**PROBLEM DESCRIPTION**
Retype all of the records below word for word, and leave the pictures out of your copy.

Excerpt from a dataset:
(begin)
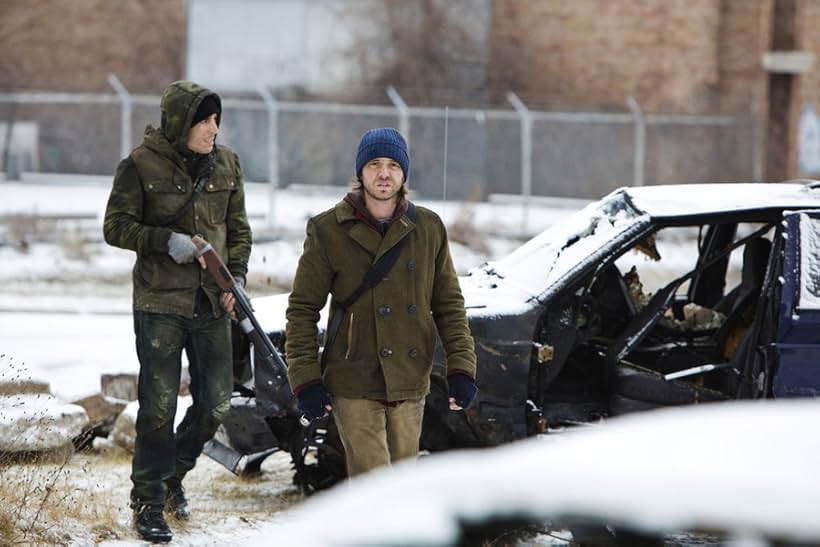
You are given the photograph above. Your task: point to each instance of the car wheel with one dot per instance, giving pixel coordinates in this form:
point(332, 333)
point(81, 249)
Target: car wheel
point(647, 385)
point(619, 404)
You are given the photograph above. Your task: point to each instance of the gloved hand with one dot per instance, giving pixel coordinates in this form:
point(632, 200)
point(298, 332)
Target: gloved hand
point(312, 401)
point(462, 388)
point(181, 248)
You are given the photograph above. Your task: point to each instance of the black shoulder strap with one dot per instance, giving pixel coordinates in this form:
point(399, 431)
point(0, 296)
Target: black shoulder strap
point(372, 278)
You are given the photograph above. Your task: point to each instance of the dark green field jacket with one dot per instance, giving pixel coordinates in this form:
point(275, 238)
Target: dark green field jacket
point(151, 185)
point(384, 347)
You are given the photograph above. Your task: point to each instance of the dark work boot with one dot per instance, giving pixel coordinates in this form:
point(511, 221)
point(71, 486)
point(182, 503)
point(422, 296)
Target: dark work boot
point(150, 523)
point(176, 504)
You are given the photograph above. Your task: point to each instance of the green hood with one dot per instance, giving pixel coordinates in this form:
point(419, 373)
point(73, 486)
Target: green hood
point(179, 103)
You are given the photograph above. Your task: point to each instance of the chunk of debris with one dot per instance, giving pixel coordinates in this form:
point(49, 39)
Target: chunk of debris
point(34, 422)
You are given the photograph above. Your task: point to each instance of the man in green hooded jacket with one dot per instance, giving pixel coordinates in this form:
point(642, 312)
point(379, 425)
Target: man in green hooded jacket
point(176, 184)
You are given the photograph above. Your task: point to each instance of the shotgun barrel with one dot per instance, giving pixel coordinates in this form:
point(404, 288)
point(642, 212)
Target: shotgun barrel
point(264, 348)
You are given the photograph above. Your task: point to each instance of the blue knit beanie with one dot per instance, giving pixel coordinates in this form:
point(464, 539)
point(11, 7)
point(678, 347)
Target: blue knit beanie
point(383, 142)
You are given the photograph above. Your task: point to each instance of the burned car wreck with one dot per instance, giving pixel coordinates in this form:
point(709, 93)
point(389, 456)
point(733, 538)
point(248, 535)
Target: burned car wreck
point(650, 297)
(end)
**OUTPUT**
You are given the photograph above. Your task: point to each instance of the car wheel with one dot per instance, giving pixel coordinates in this form:
point(332, 333)
point(81, 249)
Target: car wheel
point(647, 385)
point(619, 404)
You are given the photograph above. Your task: point to each instance of the gloved hand with one dot per instance, giving pixel coordinates in this form:
point(632, 200)
point(298, 332)
Target: gloved hand
point(312, 401)
point(462, 388)
point(181, 248)
You are given the photograph above. Your task: point to each instance of the black shoulder strap with one dot per instance, giving pixel coordinates in this form:
point(399, 431)
point(0, 296)
Target: black shoulder strap
point(372, 278)
You are given the photograph above. Your task: point to each instance of the dark green field jacket with one dot per instance, giving pixel coordinates in this form:
point(275, 238)
Target: dark green field jacket
point(151, 185)
point(384, 347)
You are given the photograph above. Your task: point to each instance of the dark work boot with one dot per instance, giving pixel coordinates in this form:
point(511, 221)
point(71, 486)
point(182, 503)
point(422, 296)
Target: dark work boot
point(150, 523)
point(176, 504)
You are given the photograph above. Your task: point to each instance of the green hood with one dot per instance, giving pixel coordinates in this form:
point(419, 373)
point(73, 486)
Target: green hood
point(179, 103)
You are given the photograph above. Your task: point to each instance of the chunk of debris with one dot per instance, giving pixel coordinates in this form:
point(49, 39)
Target: chunk of debris
point(34, 422)
You are given the photograph above. Your task: point to each instance of the man in green hooded jacket with one dot per instance, giving pixel coordinates in this form:
point(642, 312)
point(379, 425)
Target: man in green hooded jacket
point(176, 184)
You are given the photograph above. Your task: point to each instance of the shotgun barrel with one dot per instance, giving pixel coordinates in this form:
point(404, 288)
point(642, 212)
Target: shotgun barrel
point(264, 348)
You are given the photograph above. Your task: point to each instance of the blue knit beanie with one dot per instance, giving pixel coordinates in this form:
point(464, 539)
point(11, 7)
point(678, 347)
Target: blue knit beanie
point(383, 142)
You are given the photograph above. Your task: point to each instance of the burned car wreck with one dot per instance, giving pixel coordinates in this form:
point(709, 93)
point(389, 456)
point(733, 538)
point(248, 535)
Target: burned car wreck
point(650, 297)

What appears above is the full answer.